Scrubb is on a downward spiral
23:47 / 19.04.05
I wasn't scared of death, until I read this thread
Seconded.

But no, the only time that the idea of death scares me is when it's not so much idea as real and present danger: when I'm in an aeroplane going through "extreme turbulence" or doing scary dangerous driving through buckets of rain, for example.

The counter-fears I have in this direction aren't about death but about the quality of the life I have. The things that paralyse me in the wee hours are the fears of being lonely/alone, or rejected and unloved; of my loved ones being hurt; of things generally falling apart around my ears. Basically, anything that would damage or eradicate the things that nightclub dwight mentioned that give life a point - friends, family, lovers etc.

I view death as not-being and as Ariadne says, not dissimilar to being asleep or unconcious. Without meaning to insomiacify half of the posters on this thread, the thought of dying my sleep doesn't overly concern me as it would just be a continuation of unconciousness.
 
 
Tryphena Absent
23:59 / 19.04.05
I don't really want to be unconscious for the rest of eternity though. I think it sounds miserable. I don't want to not exist anymore.

▬▬▬

* [Task requirements]:
1 – For each statement about the forum thread on fear of death, answer yes or no, and quote the words that decide it.
(a) The first poster is scared of death when in an aeroplane going through severe turbulence.
(b) Tryphena Absent would like to be unconscious for the rest of eternity.
(c) The fears that keep the first poster up in the wee hours are about death itself.
2 – Please answer these questions from the forum thread on fear of death:
(a) What time and date are shown on Tryphena Absent's post?
(b) Which poster is credited with comparing death to being asleep or unconscious?
(c) Who mentioned the things that give life a point?
3 – Carry the forum thread on fear of death forward with a new post, following on from Tryphena Absent's last sentence.

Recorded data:

▬▬▬

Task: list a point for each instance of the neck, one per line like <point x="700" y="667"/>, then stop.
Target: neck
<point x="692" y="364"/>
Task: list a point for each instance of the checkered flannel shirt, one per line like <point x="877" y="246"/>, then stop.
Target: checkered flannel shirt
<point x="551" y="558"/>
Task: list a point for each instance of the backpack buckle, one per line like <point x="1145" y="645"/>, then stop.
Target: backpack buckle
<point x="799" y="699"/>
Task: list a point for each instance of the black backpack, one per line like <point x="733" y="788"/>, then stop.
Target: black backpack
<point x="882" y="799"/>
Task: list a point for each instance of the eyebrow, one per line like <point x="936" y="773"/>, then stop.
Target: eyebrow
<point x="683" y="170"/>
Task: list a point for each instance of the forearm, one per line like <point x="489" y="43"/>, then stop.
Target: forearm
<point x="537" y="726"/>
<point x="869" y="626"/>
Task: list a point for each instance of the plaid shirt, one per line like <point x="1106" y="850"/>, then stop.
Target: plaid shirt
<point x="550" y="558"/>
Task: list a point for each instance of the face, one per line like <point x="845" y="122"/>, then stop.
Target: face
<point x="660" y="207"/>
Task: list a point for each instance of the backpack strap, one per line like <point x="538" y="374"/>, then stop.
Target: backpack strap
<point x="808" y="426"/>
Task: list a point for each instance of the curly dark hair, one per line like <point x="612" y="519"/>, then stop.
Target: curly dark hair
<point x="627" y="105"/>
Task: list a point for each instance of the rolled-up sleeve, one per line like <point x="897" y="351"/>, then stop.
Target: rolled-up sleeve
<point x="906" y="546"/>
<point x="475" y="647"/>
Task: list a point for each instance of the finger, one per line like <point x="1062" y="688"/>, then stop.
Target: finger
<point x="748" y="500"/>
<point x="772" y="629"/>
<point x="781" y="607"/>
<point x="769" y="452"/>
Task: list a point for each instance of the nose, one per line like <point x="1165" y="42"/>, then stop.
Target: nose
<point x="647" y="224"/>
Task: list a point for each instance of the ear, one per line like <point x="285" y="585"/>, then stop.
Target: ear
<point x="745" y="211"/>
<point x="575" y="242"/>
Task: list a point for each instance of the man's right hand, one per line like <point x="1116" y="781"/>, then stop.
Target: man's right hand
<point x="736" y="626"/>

▬▬▬

* [Results in order]:
1 –
(a) Yes: "when I'm in an aeroplane going through "extreme turbulence""
(b) No: "I don't really want to be unconscious for the rest of eternity though."
(c) No: "The counter-fears I have in this direction aren't about death but about the quality of the life I have."

2 –
(a) 23:47 / 19.04.05 is on the first post; Tryphena Absent's post shows 23:59 / 19.04.05.
(b) Ariadne
(c) nightclub dwight

3 –
Smoothly
00:03 / 20.04.05
Oh, although I said I agree with Ariadne about what death is like I now realise that I don't. However much I'd like to, I can't believe that it's like being asleep. When comparing it to death, describing sleep as being *un*conscious is a bit strong, isn't it? At least it's not an absolute lack of consciousness - you're certainly conscious enough to be woken up by an elbow in the eye-socket (least I am), and conscious enough for things like your alarm clock featuring in your dreams (again, maybe just me). It's just differently conscious, isn't it?

I think the comfort of dying in your sleep is more about missing out on the pain and anxiety of imminent and apparent death. The not-being-alive-anymore stage of that process goes unexperienced whether you're snoozing or plummeting towards the earth with mounting pace.
 
 
STOATIE LIEKS CHOCOLATE MILK
00:06 / 20.04.05
That's what makes it so scary for me. While it's actually happening, sure, I won't care. But right now I exist, and the idea that one day I won't fills me with horror on a Lovecraftian scale.

That and the fact that, without really having any firm beliefs one way or the other on what's likely to happen, it sounds awfully lonely.
 
 
Smoothly
00:22 / 20.04.05
If I had the choice, and could do so in good health, certainly I'd like to live forever. But I take some comfort - to the extent that I can't care - from the fact that I believe that death won't be in anyway lonely. Being lonely requires a feeling of lack of some sort. I believe I won't feel any kind of lack - or any kind of anything - because I won't be there.

Ages ago I started a thread about death anxiety, and the moment it first strikes you. And, more specifically, why I - and, I think it emerged, lots of other people - can't remember it. Ah, here it is. If any of the necrophobics here want to bring that back from the dead, I'd be interested.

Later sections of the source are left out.